- **TESTO RIPORTATO**:

Piccoli passi verso grandi diritti-Le proposte della CGIL per le politiche dell’infanzia

  • 16:40

    Le conclusioni dei lavori sono affidate a Guglielmo Epifani, Segretario generale della CGIL.
    "Il convegno di oggi si inserisce a pieno titolo dentro la proposta della Cgil. E’ un tema rilevante per le famiglie, per i bambini, per i lavoratori, ma si svolge nell’indifferenza della società.
    La relazione di Morena Piccinini è stata costruita con un lungo lavoro e uno stretto rapporto con le categorie e i territori. Essa assume il tema delle politiche per l’infanzia come prototipo dei guasti dell’azione governativa che è stata caratterizzata dalla natura ideologica del programma e dall’incoerenza tra questa natura ideologica e i risultati pratici ottenuti; da tale incoerenza è risultato di conseguenza un suo sostanziale fallimento.
    Il fallimento porta a due guasti: il permanere dell’impianto ideologico e il fatto di dover ripartire da zero, essendo le risorse state sperperate nel frattempo.
    Il problema oggi è più grave e più profondo. Rimarrà un solo provvedimento: la detraibilità delle spese per gli asili nido privati: intervento che è a sostegno di pochi, a favore del privato, a vantaggio dei redditi medio-alti.

- **DATI FORNITI**:
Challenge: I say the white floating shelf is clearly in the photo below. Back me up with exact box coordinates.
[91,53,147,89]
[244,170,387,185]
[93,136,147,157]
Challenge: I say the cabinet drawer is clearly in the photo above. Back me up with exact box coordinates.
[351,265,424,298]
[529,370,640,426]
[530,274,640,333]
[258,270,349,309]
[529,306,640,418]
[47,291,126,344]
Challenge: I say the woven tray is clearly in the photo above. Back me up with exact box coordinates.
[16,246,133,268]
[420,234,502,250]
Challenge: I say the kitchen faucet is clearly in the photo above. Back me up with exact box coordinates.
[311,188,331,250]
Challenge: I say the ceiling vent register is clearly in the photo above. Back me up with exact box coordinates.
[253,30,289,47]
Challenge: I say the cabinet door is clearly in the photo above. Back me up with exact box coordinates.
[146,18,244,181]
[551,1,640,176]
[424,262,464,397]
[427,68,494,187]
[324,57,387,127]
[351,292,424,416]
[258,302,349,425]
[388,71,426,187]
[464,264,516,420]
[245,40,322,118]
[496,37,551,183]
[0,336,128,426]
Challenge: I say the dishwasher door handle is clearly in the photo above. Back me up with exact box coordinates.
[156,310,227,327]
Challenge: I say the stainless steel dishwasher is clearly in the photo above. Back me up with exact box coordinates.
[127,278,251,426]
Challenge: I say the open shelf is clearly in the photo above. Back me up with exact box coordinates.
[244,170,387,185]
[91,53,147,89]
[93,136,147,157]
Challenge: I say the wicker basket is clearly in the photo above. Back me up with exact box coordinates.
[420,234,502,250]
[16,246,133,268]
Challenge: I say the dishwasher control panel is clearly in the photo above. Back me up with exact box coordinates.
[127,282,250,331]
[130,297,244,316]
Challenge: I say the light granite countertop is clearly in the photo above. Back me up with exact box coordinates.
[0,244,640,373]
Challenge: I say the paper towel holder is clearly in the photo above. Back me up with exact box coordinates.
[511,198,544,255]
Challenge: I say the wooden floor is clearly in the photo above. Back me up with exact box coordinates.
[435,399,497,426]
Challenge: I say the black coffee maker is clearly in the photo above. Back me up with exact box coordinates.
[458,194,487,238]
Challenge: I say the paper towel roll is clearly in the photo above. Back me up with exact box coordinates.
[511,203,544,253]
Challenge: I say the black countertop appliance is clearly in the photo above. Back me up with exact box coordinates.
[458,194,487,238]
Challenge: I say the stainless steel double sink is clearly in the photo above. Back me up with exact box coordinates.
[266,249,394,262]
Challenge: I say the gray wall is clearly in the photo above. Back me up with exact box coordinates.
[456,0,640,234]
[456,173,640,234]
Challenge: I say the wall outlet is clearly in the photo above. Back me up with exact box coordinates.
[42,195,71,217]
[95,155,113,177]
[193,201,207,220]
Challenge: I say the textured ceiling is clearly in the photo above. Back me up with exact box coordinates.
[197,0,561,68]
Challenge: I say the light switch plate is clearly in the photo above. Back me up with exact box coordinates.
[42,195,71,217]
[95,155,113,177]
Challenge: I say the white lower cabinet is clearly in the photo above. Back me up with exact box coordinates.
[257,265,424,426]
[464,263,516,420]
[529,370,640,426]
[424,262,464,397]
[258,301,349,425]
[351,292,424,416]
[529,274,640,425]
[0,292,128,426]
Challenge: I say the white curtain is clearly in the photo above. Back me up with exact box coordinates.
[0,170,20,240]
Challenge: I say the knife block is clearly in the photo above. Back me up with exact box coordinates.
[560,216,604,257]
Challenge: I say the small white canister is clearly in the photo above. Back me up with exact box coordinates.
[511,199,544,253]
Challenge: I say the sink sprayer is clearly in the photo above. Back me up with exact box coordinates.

- **COMPITO RICHIESTO**:
Stabilisca se ciascuna delle seguenti affermazioni concorda con il testo sulle politiche per l’infanzia riportato sopra, rispondendo sì o no e citando fra virgolette le parole del testo che lo decidono: (a) le conclusioni dei lavori sono affidate a Morena Piccinini; (b) il tema del convegno si svolge nell’indifferenza della società; (c) la detraibilità delle spese per gli asili nido privati va a vantaggio dei redditi bassi.

- **SOLUZIONE PROPOSTA**:
(a) No: "Le conclusioni dei lavori sono affidate a Guglielmo Epifani, Segretario generale della CGIL."
(b) Sì: "ma si svolge nell’indifferenza della società."
(c) No: "a vantaggio dei redditi medio-alti."